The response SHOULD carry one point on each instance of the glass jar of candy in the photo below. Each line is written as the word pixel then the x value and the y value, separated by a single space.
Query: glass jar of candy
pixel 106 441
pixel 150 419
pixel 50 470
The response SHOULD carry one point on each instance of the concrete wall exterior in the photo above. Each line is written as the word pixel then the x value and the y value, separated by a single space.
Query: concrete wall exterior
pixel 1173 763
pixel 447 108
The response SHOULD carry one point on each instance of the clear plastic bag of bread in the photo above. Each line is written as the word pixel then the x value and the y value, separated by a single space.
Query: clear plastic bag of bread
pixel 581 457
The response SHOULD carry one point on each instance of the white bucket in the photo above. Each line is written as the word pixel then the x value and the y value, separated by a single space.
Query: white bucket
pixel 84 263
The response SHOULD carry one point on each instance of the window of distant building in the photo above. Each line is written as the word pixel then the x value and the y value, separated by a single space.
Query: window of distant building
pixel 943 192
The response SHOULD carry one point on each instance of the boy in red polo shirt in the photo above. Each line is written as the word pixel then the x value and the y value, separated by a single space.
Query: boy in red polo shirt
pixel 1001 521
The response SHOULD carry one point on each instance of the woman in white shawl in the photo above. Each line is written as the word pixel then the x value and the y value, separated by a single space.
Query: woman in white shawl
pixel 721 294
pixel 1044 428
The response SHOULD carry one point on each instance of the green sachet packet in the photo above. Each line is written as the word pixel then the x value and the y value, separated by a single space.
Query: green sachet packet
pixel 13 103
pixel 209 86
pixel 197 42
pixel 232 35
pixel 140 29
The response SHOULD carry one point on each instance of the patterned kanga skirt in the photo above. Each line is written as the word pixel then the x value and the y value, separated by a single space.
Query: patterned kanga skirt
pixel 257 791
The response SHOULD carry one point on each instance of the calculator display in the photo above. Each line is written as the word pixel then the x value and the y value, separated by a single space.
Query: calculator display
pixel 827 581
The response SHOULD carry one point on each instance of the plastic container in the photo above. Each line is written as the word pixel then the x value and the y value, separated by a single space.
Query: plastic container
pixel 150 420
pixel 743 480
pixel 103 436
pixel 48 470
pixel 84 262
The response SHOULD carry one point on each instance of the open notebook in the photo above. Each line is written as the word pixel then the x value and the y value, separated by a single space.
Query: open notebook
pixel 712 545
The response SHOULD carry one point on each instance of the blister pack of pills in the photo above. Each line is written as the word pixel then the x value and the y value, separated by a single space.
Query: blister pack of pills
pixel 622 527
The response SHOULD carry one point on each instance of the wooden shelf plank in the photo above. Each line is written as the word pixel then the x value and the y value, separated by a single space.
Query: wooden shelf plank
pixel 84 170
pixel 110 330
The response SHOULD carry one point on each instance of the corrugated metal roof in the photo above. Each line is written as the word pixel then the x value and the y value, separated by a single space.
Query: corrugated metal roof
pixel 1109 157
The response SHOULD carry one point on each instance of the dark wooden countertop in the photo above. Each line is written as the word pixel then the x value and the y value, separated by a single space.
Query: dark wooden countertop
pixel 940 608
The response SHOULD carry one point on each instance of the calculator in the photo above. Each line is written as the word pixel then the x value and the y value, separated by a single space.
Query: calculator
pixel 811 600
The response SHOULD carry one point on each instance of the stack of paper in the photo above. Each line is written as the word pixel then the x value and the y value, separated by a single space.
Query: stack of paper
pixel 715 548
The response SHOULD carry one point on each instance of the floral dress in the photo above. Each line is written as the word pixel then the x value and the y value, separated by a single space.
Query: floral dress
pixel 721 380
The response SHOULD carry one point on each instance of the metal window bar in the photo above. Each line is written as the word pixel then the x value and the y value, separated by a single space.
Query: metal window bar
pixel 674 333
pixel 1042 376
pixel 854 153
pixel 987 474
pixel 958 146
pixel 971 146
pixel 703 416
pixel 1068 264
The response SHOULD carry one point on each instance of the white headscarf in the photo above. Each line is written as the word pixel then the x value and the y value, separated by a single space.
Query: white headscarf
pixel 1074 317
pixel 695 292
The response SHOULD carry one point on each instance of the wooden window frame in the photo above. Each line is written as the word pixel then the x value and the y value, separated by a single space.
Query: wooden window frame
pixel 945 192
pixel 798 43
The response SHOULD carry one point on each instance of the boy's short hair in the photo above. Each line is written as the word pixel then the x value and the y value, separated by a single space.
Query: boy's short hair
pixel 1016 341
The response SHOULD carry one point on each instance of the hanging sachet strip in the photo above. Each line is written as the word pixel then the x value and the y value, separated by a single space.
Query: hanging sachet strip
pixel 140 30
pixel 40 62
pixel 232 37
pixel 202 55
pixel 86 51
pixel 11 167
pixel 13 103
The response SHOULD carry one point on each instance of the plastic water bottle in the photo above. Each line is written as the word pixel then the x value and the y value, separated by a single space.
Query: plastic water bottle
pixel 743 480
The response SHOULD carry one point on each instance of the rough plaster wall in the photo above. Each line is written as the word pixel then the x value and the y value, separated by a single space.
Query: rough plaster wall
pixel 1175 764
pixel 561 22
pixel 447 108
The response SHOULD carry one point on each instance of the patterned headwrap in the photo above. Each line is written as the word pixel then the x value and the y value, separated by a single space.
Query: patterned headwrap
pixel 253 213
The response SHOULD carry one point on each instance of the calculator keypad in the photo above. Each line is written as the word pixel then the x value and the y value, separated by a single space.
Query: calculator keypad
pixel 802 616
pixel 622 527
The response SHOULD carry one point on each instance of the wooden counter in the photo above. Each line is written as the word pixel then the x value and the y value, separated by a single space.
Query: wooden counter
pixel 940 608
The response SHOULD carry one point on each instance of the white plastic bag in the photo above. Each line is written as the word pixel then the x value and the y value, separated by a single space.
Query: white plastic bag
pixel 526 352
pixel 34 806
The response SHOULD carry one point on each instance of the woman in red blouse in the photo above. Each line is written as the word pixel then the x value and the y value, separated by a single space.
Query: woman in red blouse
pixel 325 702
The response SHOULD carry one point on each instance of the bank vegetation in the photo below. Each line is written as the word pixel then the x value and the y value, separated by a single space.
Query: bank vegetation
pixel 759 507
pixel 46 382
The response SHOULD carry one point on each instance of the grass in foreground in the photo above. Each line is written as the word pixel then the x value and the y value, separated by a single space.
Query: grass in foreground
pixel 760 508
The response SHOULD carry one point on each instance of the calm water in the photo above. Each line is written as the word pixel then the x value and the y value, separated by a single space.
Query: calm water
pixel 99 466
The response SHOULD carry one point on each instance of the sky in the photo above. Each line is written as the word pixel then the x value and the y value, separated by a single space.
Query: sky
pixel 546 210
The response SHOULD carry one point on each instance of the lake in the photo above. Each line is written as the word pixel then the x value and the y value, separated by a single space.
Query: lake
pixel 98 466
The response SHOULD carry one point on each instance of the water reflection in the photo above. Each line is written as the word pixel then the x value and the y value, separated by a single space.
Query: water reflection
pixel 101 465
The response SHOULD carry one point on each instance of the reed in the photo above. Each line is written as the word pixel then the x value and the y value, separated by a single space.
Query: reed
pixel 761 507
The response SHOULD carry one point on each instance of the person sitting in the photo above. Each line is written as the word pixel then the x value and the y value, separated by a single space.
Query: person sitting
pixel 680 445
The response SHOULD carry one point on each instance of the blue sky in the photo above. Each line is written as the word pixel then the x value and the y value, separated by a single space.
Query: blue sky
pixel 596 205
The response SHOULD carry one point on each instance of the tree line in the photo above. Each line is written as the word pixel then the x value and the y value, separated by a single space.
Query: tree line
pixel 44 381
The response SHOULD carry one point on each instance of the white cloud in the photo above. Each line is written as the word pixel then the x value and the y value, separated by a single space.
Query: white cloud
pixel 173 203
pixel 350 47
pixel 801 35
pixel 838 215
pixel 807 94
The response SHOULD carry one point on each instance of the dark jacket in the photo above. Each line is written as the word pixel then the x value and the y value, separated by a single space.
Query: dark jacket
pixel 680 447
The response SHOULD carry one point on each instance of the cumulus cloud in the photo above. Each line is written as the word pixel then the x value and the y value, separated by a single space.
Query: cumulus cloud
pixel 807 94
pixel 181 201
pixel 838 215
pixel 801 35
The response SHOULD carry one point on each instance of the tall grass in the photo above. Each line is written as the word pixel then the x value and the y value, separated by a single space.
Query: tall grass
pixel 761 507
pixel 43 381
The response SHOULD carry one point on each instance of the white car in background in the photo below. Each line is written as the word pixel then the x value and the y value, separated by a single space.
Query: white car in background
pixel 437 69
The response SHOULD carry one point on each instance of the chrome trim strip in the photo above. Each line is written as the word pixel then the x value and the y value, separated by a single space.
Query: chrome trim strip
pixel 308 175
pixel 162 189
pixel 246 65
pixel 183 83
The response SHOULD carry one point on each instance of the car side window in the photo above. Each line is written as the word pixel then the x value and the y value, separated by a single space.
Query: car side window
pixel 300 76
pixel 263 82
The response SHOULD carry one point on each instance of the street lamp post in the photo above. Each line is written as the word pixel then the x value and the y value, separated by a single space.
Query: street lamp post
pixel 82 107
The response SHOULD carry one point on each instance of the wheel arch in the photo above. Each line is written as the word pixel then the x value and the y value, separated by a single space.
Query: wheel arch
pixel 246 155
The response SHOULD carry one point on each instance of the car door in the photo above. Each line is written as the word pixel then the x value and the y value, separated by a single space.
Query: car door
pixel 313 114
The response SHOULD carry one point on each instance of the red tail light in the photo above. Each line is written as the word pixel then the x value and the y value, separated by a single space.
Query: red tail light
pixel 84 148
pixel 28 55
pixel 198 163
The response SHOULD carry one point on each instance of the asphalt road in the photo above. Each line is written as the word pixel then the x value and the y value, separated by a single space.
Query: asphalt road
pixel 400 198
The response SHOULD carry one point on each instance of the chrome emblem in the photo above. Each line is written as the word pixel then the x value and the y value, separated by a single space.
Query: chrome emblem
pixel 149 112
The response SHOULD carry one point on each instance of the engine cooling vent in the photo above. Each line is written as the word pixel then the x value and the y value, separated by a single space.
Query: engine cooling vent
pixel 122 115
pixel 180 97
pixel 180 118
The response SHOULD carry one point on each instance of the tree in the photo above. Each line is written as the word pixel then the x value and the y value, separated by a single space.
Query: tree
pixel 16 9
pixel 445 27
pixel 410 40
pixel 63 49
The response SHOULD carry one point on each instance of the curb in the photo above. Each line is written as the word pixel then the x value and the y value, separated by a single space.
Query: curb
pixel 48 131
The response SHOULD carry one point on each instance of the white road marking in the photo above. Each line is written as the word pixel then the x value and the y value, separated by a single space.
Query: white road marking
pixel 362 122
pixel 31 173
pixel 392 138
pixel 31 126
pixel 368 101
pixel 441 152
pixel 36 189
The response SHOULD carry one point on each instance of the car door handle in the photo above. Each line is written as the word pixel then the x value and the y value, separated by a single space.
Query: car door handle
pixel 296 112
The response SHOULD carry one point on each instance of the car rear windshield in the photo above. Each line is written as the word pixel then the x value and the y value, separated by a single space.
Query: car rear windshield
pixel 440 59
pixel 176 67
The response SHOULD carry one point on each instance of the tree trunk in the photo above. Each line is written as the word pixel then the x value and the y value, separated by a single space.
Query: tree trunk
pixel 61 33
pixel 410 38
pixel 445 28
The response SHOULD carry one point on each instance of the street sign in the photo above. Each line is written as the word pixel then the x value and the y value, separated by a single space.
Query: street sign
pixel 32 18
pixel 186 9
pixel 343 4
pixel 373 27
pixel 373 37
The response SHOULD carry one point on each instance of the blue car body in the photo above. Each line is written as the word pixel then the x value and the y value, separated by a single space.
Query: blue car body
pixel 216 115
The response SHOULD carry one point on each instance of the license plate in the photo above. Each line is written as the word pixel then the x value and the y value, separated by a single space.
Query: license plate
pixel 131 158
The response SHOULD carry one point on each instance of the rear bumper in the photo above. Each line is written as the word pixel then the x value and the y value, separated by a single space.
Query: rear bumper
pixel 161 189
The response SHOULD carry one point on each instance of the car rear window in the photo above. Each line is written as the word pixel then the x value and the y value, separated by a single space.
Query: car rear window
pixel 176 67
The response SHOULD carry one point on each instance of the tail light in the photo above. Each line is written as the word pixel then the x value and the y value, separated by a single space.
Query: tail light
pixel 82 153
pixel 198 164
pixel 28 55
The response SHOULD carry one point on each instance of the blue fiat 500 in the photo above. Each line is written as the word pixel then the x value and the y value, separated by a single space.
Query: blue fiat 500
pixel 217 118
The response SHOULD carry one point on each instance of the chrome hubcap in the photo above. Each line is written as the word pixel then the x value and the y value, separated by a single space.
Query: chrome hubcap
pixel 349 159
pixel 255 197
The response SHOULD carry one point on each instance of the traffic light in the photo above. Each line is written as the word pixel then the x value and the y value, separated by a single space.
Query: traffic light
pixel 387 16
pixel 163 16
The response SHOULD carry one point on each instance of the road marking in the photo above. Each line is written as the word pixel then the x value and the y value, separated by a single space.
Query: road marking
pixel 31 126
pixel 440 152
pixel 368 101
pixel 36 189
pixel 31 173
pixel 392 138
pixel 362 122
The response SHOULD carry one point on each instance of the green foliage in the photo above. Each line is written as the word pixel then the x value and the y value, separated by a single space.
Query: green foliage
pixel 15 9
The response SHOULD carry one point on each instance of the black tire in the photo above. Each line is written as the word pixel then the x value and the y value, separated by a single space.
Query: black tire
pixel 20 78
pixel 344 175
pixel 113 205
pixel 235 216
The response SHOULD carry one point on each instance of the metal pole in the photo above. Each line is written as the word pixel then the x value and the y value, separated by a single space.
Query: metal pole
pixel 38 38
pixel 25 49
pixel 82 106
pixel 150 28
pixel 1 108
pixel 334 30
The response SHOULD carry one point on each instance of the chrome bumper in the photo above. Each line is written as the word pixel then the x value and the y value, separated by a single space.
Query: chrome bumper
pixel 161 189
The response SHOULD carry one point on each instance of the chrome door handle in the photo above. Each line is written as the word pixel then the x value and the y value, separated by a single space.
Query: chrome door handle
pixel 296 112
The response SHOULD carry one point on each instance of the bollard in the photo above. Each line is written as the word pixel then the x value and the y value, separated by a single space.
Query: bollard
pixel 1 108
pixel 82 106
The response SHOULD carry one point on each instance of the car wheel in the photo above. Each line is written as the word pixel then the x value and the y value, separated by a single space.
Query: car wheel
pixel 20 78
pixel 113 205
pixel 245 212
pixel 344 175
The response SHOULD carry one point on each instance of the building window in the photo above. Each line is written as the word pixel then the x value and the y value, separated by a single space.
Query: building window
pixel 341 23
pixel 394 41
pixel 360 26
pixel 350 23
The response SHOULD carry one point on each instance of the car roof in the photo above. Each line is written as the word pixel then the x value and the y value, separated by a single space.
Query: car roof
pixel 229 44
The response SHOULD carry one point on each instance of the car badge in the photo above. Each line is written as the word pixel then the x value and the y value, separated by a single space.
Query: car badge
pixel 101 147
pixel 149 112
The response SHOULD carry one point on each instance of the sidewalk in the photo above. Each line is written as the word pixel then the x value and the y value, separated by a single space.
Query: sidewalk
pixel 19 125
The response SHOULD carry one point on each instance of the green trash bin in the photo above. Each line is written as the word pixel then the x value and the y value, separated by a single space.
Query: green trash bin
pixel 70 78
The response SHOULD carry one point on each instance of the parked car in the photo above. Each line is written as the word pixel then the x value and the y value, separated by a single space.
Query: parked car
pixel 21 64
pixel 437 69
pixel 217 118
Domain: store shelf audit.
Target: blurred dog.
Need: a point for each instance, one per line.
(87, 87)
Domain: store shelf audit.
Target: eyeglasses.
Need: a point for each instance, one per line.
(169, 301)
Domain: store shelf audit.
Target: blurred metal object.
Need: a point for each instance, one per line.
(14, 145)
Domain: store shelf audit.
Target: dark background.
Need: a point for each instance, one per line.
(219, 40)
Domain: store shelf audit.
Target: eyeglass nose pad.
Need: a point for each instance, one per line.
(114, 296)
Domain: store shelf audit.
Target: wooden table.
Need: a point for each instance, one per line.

Directions: Scan the material and collect every line that contains "Target".

The completed task:
Target: blurred dog.
Target: eyeglasses.
Target: blurred metal object.
Target: dark background.
Target: eyeglass nose pad.
Target: wooden table.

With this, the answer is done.